__The task__:
Please write out, word for word, the part of the post about teaching a Turbo class that lies between "We have a fun" and "more and well.", inclusive.

This morning I woke up around 7. I initially wanted to get up a little bit earlier, but 7 is what my body wanted and it's what it got. I can't convince my body to wake up any earlier than it can...it's fairly remarkable. I can sleep through all of Dolly's panting and wanting to be walked and all of that madness.
So, I get to the Y ready to teach Turbo. There weren't as many people as last week, but I attribute part of that to the College World Series, but those who showed up were great. My favorite workout instructor and more importantly one of Kenley and I's dear dear friends showed up. My friend inspired me to become an instructor and always pushed me to do more.
We have a fun relationship, we're more similar than either of us would probably even like to admit. We have dry humor and a strong sense of sarcasm. I think we're probably both headstrong and stubborn with a strong twist of emotion and passion. Okay, we are....not so much I think :) I met him while we were waiting for a class to start, neither of us were instructors yet, but we were both front row divas. I told him that we were probably just going to be friends. I usually know when I meet someone...friend or not friend. We were friends. K and I enjoy being friends with our friend and partner. They reflect love and inspire us to love more and well.
Anyway, in class we carry funny conversations with each other...sometimes accusing the other of doing something wrong or asking for help on something we don't know how to do something.
I walk in, a little bit tired, without my allergy medicine and without my notes. But i'm pretty sure I can figure things out. My friend corners me and says that he has a gift. To be honest, I'm thinking that it's going to be Turbo Round 41 or something. But my friend goes into a speech about being proud of me for doing the 31 day challenge...becoming a beachbody coach...losing a weight, etc. I was blown away. I was just talking to Mandy about the difficulty of accepting thanks. Or was it Marcia. It may have been both women. Ha. Anyway, tangent. So, we hugged. And he handed me a box that held a bodybugg display. Kenley and I bought me a bodybugg a few months ago and it's changed my life. I usually wait until our internet is working at home and upload my information, but now I can see things in real time.

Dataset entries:
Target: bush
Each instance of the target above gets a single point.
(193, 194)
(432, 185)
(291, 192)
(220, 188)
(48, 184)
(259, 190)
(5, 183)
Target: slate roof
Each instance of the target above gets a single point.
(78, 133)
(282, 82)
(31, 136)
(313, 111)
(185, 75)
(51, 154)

__Output for this exercise__:
We have a fun relationship, we're more similar than either of us would probably even like to admit. We have dry humor and a strong sense of sarcasm. I think we're probably both headstrong and stubborn with a strong twist of emotion and passion. Okay, we are....not so much I think :) I met him while we were waiting for a class to start, neither of us were instructors yet, but we were both front row divas. I told him that we were probably just going to be friends. I usually know when I meet someone...friend or not friend. We were friends. K and I enjoy being friends with our friend and partner. They reflect love and inspire us to love more and well.